→ RECORDS FOR THE EXERCISE
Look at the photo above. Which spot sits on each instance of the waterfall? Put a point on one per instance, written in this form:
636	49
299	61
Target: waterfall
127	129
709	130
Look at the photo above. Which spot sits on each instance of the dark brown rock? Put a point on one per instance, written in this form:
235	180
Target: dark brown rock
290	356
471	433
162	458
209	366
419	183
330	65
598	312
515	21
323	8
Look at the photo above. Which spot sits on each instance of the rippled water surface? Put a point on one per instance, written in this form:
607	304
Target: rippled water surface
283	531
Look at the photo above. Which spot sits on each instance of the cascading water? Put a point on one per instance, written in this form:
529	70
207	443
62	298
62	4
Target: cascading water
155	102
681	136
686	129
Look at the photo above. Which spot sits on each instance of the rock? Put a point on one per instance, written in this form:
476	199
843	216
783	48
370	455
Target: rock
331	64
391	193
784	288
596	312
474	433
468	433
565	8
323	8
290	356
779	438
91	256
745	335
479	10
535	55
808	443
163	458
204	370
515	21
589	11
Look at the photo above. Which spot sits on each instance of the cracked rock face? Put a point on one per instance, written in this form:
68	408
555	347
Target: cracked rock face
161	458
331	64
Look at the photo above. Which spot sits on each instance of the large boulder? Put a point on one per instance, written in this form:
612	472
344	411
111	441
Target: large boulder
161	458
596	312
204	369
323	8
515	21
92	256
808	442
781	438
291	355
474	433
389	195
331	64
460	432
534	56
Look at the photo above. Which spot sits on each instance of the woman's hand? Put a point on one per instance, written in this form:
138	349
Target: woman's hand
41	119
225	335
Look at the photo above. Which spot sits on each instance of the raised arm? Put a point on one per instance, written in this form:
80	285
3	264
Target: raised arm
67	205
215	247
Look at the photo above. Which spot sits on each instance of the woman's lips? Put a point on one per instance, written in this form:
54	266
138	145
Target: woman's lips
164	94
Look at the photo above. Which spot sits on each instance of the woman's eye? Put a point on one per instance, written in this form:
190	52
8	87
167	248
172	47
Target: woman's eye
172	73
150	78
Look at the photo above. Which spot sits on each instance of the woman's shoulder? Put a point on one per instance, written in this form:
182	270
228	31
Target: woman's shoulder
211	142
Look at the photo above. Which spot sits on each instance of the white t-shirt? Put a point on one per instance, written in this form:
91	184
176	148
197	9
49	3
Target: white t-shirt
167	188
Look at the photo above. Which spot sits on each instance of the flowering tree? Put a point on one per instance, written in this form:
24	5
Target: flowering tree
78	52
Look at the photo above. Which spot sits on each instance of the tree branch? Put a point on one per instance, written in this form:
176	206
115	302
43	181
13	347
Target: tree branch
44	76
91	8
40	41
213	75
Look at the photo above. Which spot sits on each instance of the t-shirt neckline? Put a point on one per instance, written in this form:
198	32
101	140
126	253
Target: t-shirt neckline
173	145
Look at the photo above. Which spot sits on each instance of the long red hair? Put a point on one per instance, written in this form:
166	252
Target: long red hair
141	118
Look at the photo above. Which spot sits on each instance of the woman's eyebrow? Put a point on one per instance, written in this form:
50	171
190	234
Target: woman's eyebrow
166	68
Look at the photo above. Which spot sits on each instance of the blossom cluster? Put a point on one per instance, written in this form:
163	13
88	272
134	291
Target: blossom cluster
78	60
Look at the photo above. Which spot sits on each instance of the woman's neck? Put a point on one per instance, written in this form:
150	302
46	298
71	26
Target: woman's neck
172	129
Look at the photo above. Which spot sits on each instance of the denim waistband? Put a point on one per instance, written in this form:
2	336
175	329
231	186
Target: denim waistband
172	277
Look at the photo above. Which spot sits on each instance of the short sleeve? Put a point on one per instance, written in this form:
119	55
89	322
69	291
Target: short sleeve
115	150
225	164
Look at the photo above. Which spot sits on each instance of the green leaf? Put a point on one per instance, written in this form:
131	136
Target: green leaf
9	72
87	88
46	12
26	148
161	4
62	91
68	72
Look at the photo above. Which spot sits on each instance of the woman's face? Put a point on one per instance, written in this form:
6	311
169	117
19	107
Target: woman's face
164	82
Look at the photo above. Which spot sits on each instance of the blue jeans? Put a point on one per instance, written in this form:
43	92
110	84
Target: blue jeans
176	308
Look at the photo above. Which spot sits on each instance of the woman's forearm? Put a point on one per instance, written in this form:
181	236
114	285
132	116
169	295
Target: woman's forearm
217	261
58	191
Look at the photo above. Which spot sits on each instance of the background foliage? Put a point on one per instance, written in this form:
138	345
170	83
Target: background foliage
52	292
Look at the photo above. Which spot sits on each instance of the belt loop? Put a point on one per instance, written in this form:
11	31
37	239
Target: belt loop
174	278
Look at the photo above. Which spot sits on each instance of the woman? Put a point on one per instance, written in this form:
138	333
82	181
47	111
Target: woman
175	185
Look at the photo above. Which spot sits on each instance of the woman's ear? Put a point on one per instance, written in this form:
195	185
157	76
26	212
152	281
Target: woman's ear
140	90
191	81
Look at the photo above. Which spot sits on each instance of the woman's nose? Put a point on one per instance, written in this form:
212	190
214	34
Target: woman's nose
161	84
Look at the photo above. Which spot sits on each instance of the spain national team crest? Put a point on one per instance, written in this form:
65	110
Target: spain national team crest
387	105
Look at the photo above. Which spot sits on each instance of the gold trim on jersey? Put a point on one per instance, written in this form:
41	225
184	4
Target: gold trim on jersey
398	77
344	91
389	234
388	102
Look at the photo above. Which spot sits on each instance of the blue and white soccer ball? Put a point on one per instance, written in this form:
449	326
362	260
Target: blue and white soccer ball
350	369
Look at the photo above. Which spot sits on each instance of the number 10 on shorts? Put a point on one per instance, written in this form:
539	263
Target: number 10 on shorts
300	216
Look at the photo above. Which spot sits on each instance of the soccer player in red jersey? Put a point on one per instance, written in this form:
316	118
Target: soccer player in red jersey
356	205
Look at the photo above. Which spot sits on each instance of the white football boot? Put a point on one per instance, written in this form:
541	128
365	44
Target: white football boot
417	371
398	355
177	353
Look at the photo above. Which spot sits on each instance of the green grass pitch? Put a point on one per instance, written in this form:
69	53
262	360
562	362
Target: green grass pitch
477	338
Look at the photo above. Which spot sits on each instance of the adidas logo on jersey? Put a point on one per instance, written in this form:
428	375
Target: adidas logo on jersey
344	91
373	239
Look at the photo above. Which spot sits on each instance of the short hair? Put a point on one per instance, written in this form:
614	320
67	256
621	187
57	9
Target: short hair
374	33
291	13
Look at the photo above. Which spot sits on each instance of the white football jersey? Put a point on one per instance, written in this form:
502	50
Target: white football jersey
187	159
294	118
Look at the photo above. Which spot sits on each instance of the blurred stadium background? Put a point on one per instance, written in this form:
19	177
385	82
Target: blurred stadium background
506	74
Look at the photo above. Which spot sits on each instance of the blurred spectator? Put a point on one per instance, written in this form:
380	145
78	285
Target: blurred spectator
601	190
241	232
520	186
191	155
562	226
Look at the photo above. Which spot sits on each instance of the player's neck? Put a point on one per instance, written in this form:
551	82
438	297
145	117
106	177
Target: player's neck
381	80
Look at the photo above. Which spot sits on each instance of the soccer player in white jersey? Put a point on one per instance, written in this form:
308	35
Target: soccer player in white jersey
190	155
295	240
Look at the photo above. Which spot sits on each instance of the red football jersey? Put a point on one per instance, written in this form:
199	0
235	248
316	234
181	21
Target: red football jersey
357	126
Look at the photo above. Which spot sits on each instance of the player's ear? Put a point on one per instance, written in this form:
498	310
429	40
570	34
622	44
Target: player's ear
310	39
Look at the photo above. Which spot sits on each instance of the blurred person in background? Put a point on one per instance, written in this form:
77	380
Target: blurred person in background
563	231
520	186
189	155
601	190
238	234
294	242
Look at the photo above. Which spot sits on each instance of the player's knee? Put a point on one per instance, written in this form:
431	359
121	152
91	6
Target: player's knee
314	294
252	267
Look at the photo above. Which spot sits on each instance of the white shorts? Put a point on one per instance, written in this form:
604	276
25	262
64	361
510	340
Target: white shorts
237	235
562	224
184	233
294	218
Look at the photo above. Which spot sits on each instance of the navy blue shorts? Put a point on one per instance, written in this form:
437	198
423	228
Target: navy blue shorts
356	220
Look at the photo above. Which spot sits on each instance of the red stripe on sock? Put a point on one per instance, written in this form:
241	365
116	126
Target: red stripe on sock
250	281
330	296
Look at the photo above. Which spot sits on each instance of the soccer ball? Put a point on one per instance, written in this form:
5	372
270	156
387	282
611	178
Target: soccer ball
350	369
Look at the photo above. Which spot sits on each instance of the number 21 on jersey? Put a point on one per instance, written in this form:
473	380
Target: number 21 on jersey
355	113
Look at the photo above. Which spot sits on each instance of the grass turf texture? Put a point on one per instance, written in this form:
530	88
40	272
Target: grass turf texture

→ WRITTEN EXERCISE
Reproduce the entries word for word, starting with the line that contains "the soccer ball?" and ending with the final line of the entries.

→ RESPONSE TO THE TASK
Look at the photo above. Which spot sits on each instance of the soccer ball? Put a point on one per instance, written in this form:
5	372
270	156
387	282
611	178
Target: soccer ball
350	369
Look at the photo above. Which spot sits on each instance of the number 21 on jersey? Put a point on one per instance, written in this form:
473	380
Target: number 21 on jersey
355	113
Look at the photo above. Which spot sits on each instance of the grass turf texture? Put a point on one per instance, written in this form:
530	88
40	272
Target: grass turf texture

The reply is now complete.